La méthanisation agricole est-elle un bon choix industriel, agronomique, écologique pour les Côtes-d’Armor ?

Ce procédé industriel consiste à synthétiser du méthane à partir de déchets agricoles. Les agriculteurs équipés d’un méthaniseur produisent et vendent ce gaz (qu’ils appellent « biométhane ») à des distributeurs de gaz naturel (qui est aussi du méthane) à des prix supérieurs à 5 fois le prix du gaz naturel importé 1. Donc cela alourdit d’autant la facture des consommateurs de gaz.

De plus cette activité est très fortement subventionnée par l’État (plus d’un milliard d’euros « débloqués » par Bercy), et aussi d’autres collectivités.

Or ce type d’usines présente trois sortes de mises en danger de la population dans les Côtes-d’Armor et en particulier à proximité du littoral.

Ainsi les deux projets industriels sur la commune de Plouha, contestés en justice, notamment pour ces différentes mises en danger, en sont de sombres illustrations :

Première mise en danger des tiers : liée à l’exploitation

En cas de réalisation d’un de ces projets, chaque jour, toute l’année, 30 tonnes de déchets agricoles solides seraient acheminées à l’usine par de très gros engins agricoles sur des kilomètres. 90 % de ce tonnage seraient évacués sous forme liquide (le digestat) par des remorques-citernes à lisier.

Soit donc : 4 trajets par jour de semi-remorques sur de petites routes, le plus souvent très étroites, sinueuses et sans visibilité, alors que le trafic y est quasi inexistant.

En divers endroits il y a déjà impossibilité de croiser un poids lourd. Un trafic régulier décuplerait le risque de collisions et la nécessité de manœuvres de marche arrière dangereuses.

2ème mise en danger des tiers : erreurs majeures de conception

Les plans des projets sur la commune de Plouha révèlent de très graves erreurs de conception.

Chaque projet comporte trois énormes cuves de méthane, dont le volume total cumulé atteint 9 000 m3. Or, elles sont prévues au plus près de la route de desserte, ce qui est contraire aux règles de l’art en génie industriel.

En effet, en cas de fuite de ce gaz très dangereux, les risques létaux seraient très élevés :

  • pour les automobilistes par explosions en présence des étincelles des gaz d’échappement (sur les 495 accidents connus en France, les incendies et explosions sont les plus fréquents) ;
  • et pour les piétons, cyclistes, cavaliers venant des centres équestres voisins, par intoxications par des traces d’H2S (gaz à odeur d’œuf pourri : le même gaz mortel que celui émis par les algues vertes).
-- -- --
■ **Travail demandé**
Les affirmations suivantes concordent-elles avec l’extrait sur la méthanisation ? Pour chacune, répondez par oui ou non et citez mot pour mot les termes de l’extrait qui tranchent.
1. Le biométhane est vendu à plus de cinq fois le prix du gaz naturel importé.
2. Chaque projet de Plouha prévoit deux cuves de méthane.
3. Si l’un des projets voyait le jour, l’usine recevrait quotidiennement 30 tonnes de déchets agricoles solides.

■ **Données fournies**
-- -- --
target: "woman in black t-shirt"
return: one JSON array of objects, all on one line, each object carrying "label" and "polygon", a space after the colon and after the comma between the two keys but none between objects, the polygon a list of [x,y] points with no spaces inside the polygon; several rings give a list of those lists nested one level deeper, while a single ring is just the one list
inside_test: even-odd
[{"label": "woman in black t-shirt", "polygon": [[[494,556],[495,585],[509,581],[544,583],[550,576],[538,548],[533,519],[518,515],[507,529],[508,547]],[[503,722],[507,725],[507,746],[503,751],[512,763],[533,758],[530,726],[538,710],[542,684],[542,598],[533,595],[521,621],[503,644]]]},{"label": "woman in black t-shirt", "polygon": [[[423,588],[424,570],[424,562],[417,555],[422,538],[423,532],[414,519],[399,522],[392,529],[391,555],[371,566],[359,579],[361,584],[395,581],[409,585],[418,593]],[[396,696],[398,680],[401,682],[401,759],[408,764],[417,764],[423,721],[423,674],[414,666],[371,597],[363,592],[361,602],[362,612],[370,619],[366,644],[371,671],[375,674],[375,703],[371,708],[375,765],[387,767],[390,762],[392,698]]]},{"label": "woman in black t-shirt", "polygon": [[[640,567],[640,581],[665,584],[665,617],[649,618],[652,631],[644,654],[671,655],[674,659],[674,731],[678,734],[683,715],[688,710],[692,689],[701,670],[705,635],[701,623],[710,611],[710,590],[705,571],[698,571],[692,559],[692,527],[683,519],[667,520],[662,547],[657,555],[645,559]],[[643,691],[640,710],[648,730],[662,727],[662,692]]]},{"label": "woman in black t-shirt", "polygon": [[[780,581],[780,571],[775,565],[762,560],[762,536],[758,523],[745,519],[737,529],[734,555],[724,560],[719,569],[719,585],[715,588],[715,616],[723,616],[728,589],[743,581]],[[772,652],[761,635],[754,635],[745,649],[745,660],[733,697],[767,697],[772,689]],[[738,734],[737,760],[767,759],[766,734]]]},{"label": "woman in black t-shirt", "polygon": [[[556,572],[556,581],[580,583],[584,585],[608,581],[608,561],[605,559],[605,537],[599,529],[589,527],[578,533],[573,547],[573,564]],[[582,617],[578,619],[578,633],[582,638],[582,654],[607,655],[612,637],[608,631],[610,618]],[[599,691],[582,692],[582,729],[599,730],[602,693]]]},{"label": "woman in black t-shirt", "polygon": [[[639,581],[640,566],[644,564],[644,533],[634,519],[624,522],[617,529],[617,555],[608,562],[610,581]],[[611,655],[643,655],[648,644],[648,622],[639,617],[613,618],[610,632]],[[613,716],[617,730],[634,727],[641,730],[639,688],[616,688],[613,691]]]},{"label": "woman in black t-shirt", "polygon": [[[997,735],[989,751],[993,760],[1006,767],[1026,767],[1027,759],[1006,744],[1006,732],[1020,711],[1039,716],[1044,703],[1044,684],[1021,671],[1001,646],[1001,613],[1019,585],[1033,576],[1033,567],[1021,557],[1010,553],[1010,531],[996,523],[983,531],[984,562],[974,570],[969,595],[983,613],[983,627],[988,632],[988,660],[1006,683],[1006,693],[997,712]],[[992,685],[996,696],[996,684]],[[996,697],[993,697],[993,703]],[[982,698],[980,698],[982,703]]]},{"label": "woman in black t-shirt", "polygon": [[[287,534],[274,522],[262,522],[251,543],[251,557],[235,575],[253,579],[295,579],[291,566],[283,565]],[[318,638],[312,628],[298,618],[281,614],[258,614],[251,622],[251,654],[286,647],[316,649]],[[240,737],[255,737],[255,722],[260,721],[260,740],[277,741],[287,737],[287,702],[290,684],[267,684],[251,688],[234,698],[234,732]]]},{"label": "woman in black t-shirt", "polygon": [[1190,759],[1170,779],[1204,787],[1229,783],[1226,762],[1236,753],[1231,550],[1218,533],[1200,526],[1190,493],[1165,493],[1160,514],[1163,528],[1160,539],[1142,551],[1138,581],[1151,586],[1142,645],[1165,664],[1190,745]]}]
-- -- --
■ **Résultat**
1. Oui : « à des prix supérieurs à 5 fois le prix du gaz naturel importé »
2. Non : « Chaque projet comporte trois énormes cuves de méthane »
3. Oui : « chaque jour, toute l’année, 30 tonnes de déchets agricoles solides seraient acheminées à l’usine »